- Document passage
- - - - -

A: It can be, but statistically more people probably get hurt on the freeway. But it's not like sitting at your desk at your computer. It's outside. When we dive, we dive with a four-man team, and I'll tell you who they are:
You have a supervisor, whose job is to keep track of time for decompression - the bottom time of the diver, how much time he's been in the water, his air pressure, to make sure his air pressure is at the right level. And also he's in constant communication with the diver - we have radios and speakers and microphones.
We have the diver, who's actually doing the work.
We have a tender, assisting the diver, but basically he's topside supporting the umbilical hose for the diver, also passing the diver tools and whatever equipment he needs.
The last position is a standby diver.
Q: When would he be needed?
A: Well, in the worst possible case, if the diver is down there, he gets trapped or tangled and he can't free himself, then you have another backup source, another standby diver, to assist.
Q: Do you ever have to work at night?
A: Yeah. We've worked at night. We've worked in zero-visibility, where there's more light with your eyes closed. (Laughter) We've worked in tunnels. A guy here went 700 feet into a sewer tunnel. We do rigging. We do crane work.
In Lanai, they had a project there at Kaumalapau (Harbor), a breakwall, and we assisted a company, Traylor Brothers. We helped set their core locks - basically they look like huge concrete jacks, the kind kids play with - and they're 35 tons each. We set those with a crane on the breakwall one at a time into position, and the diver would assist, making sure it was in the correct orientation. And then (he would assist with) de-rigging it - disconnecting it from the crane that put it in place.
CINDY ELLEN RUSSELL / CRUSSELL@STARBULLETIN.COM
Dixon showed off the operating panel of a hyperbaric chamber used for surface decompression after deep-sea diving.
How deep, typically, are the jobs you have to work on?
A: Here in Hawaii it's generally all been under a hundred feet. Once or twice it's been a little over a hundred feet, but most of the things we work on here are relatively shallow.
Q: What kinds of jobs are you working on right now?
A: Right now we just finished in Kona. There's a Board of Water Supply, and they have what's called the Kahaluu Shaft.
Q: What did you do there?
A: The shaft is 600 feet down below the earth. You take an elevator down there. We're diving in the water table, the aquifer, basically. They have four pumps and we're doing maintenance work to the pumps. We're pulling the pumps out; we're changing the casings, we're pouring foundations, little slabs of concrete around the casings. This is all in about 6 feet of water, 600 feet below the mountain.

- - - - -

(Photo-based referring expression data)
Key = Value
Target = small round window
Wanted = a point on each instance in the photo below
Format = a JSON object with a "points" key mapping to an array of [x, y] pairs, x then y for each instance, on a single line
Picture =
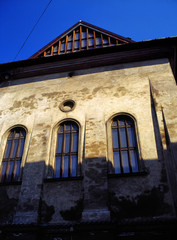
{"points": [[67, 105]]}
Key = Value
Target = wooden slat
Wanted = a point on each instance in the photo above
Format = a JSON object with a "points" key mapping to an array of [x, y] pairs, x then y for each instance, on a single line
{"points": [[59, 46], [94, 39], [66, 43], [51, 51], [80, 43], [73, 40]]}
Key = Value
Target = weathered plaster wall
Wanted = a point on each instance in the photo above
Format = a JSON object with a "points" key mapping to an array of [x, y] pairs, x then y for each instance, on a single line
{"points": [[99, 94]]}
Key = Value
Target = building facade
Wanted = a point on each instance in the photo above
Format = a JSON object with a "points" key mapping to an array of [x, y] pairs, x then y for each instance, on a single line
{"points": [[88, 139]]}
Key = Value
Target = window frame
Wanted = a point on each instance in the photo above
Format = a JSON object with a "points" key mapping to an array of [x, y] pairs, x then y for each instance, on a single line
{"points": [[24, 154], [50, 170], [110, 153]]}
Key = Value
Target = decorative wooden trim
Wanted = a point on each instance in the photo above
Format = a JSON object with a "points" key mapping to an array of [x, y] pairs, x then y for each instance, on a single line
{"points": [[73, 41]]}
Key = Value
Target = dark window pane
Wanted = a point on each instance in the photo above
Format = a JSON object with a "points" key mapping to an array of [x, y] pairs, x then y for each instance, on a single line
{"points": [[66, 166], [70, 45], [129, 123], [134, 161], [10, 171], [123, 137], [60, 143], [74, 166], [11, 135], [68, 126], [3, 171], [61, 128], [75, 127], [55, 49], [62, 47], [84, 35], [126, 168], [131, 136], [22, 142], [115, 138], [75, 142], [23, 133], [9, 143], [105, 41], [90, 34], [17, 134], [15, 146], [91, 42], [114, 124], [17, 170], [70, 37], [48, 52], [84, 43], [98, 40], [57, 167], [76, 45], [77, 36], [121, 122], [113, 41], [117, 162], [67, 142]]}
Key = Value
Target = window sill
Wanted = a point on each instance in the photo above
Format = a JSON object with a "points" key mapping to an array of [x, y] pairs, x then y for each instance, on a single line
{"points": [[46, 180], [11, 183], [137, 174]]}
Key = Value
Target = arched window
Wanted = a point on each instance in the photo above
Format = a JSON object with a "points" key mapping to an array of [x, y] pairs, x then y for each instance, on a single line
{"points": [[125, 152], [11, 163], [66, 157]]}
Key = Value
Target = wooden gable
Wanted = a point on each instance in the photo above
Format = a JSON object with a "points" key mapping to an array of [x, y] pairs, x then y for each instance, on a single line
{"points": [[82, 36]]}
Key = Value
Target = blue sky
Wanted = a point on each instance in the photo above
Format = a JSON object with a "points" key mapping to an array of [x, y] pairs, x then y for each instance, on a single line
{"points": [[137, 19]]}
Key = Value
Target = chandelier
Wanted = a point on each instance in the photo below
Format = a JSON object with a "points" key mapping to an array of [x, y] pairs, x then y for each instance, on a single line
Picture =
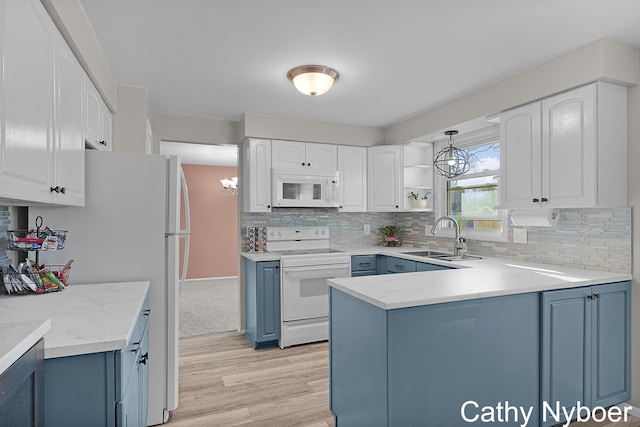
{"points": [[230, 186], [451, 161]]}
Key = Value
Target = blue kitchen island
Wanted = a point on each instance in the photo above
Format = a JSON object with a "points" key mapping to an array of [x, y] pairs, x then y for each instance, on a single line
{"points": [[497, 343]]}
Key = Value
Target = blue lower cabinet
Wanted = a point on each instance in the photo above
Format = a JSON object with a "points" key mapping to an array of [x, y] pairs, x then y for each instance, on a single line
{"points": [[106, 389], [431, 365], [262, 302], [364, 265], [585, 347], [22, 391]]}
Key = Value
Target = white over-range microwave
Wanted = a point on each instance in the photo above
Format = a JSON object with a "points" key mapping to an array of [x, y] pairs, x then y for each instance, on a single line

- - - - -

- What you are asked to do
Carry on the diving interview from where it stops. The items are separate material from the diving interview.

- Answer area
Q: Besides Hawaii, have they had you dive anywhere else?
A: We've worked on Midway and Wake Island.
Q: What was one of the most challenging jobs you've had to work on?
A: Um, let's see. ... Salvaging is always challenging. We've done salvage work off Diamond Head. Long-line fishing boats that go aground. We just salvaged a sailboat off Waikiki. They're challenging 'cause they're right in the surf break. You're working right in the surf with the surge and the shallow water, and you're trying to move very heavy things that are grounded on the bottom.
Q: Is this something you expect to stay with for some time, or is this the kind of job that leads to something else?
A: I expect to stay with it. There's another guy who's been here about 15 years. I've been here about eight. Everyone is pretty much in here for the long haul. It's a great place to live and work.
Q: Do you ever do any recreational diving?
A: I do, but not as much as I used to. (Laughter) You know, you're diving throughout the week. But I do like to surf and fish. I like to go to the beach and all that. I like to do free diving.
The greatest thing about this job is it changes daily. You're never doing the same thing. It's always changing. One week it's salvaging a sailboat, the next week it's in six feet of water in the fresh-water table.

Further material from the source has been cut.